**Excerpted text:**
* * *

World University Cycling Championship

Race details
- Discipline: Road cycling Track cycling Mountainbike Cyclo-cross
- Organiser: FISU
- Web site: www.fisu.net/fr/FISU-Cycling-3568.html

History
- First edition: 1947 (non FISU editions) 1978 (FISU editions)
- Editions: 3 (non FISU editions) 10 (FISU editions)

= World University Cycling Championship =

Cycling competition

The World University Cycling Championship is a competition sponsored by the International University Sports Federation (FISU) and sanctioned by the Union Cycliste Internationale (UCI), which was first held in 1978 in Antwerp, Belgium. Before 1978 there were also World University Championships, but these were not sponsored by the International University Sports Federation. The latest edition was held in San Carlos, Costa Rica during 2024. The championship last five days and could contain events in five cycling sports: road cycling (road race and time trial), track cycling, mountainbike (cross-country and marathon), BMX and Cyclo-Cross.

* * *

**Record set:**
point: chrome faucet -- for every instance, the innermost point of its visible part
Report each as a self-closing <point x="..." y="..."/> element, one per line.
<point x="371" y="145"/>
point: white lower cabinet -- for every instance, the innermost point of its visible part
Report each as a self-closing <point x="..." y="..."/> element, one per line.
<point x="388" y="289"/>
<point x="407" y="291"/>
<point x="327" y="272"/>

* * *

**Short exercise:**
Answer these questions about the cycling championship text.
1. How many FISU editions of the championship are listed?
2. In which city and country was the first FISU-sponsored championship held?
3. Which organization sanctions the championship?

**Answer in full:**
1. 10
2. Antwerp, Belgium
3. The Union Cycliste Internationale (UCI)